__Written exercise 1__: Substitute "insect leg" for "bee leg" in the listing lines from the line with "Locate the bee leg;" up to and including the last line of the listing, and give those lines back with nothing else changed.

--- begin Text ---

Table of Contents
Imagine finding yourself in a situation where you have a collection of files containing source code. If this is an unreasonable prospect for you, stop reading and pick another tutorial. If you are still with us, consider these files the blueprints for your software. They are still not the award-winning, executable program you are aiming for, but by applying a compiler to them, you can generate one (with some minor provisions about syntactial and semantical correctness). If so inclined, you may also run a documentation generator like Javadoc on the source, to generate structured documentation. Or, while colleagues are not looking, you can secretly invoke tools like lint (C/C++) or FindBugs (Java) to weed out common programming errors.
The compilation, documentation generation and source-code analysis are all examples of software transformations , but they are certainly not the only ones. Software transformation has been used by the mathematically inclined for generating programs from high-level specifications, by forgetful people to recover lost design and architecture from legacy code and by reverse-engineers to obtain high-level, readable code from binary files after somebody accidentally misplaced a stack of backup tapes. Specialization of a program to known inputs in order to improve performance, optimization using domain knowledge from the application domain and improving program understanding by analysing sources are also favoured topics among software transformers.
But who uses software transformation, anyway? People with a problem resembling any in Figure 1.1 are. Compilation, the translation of a program to machine code in order to make it executable, is the standard processing technique applied to get running programs out of source code. But much more can be done. There are many other kinds of processes that can be applied to programs. For example, programs can be synthesized from high-level specifications; programs can be optimized using knowledge of the application domain; documentation for understanding a program can be automatically derived from its sources; programs can be specialized to known inputs; application programs can be generated from domain-specific languages; low-level programs can be reverse engineered into high-level programs.
All too often, Real Programmers facing such problems are of the opinion that software transformation is overly complicated dark magic, and that simple regular expression hacks solve the problem just fine. Almost equally often, their ad-hoc, text-based solutions turn out to be brittle, overly complicated and acquire a status of dark magic, with the result that no other team member dears touch the stuff. Most of the time, the problem would be easily solved in a maintainable and robust way if only the right tool could be found.
Figure 1.1. Applications of Software Transformation.
Compilers
Translation, e.g. Stratego into C
Desugaring, e.g. Java's foreach
into for
Instruction selection
Maximal munch
BURG-style dynamic programming
Optimization
Data-flow optimization
Vectorization
GHC-style simplification
Deforestation
Domain-specific optimization
Partial evaluation
Type checking
Specialization of dynamic typing
Program generators
Pretty-printer and signature generation from syntax definitions
Application generation, e.g. data format checkers from specifications
Program migration
Grammar conversion, e.g. YACC to SDF
Program understanding
Documentation generation, e.g. API documentation for Stratego
Document generation/transformation
Web/XML programming (server-side scripts)

--- end Text ---

__Written exercise 2__: Output the passage of the software transformation text from "The compilation, documentation" up to and including "among software transformers.", word for word.

--- begin Entries shown ---

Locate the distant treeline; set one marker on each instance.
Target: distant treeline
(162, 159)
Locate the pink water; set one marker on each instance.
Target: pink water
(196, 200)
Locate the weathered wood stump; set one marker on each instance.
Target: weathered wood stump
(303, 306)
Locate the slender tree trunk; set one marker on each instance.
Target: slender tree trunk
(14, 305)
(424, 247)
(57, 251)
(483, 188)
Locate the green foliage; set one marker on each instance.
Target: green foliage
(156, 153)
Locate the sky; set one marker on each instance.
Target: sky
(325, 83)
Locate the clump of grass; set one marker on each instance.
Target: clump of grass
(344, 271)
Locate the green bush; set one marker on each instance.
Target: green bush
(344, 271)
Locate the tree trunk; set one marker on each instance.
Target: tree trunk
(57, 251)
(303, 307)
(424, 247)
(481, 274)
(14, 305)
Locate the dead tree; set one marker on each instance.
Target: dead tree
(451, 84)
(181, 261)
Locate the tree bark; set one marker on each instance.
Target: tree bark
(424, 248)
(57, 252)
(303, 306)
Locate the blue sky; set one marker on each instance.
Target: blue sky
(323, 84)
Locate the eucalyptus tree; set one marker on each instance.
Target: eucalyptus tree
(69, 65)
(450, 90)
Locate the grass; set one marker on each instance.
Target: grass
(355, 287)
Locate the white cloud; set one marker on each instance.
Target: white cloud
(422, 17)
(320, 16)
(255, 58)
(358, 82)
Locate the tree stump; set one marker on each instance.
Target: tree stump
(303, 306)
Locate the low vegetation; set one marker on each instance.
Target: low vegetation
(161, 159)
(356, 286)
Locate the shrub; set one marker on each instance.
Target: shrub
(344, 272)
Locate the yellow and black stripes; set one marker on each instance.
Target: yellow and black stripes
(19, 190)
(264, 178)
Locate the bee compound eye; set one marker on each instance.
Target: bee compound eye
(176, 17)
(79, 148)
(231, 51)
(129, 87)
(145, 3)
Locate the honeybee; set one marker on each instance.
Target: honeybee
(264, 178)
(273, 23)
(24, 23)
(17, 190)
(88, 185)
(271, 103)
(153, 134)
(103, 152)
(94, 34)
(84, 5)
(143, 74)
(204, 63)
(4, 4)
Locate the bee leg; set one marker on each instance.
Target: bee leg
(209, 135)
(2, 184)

--- end Entries shown ---

__Task response 1__:
Locate the insect leg; set one marker on each instance.
Target: insect leg
(209, 135)
(2, 184)

__Task response 2__:
The compilation, documentation generation and source-code analysis are all examples of software transformations , but they are certainly not the only ones. Software transformation has been used by the mathematically inclined for generating programs from high-level specifications, by forgetful people to recover lost design and architecture from legacy code and by reverse-engineers to obtain high-level, readable code from binary files after somebody accidentally misplaced a stack of backup tapes. Specialization of a program to known inputs in order to improve performance, optimization using domain knowledge from the application domain and improving program understanding by analysing sources are also favoured topics among software transformers.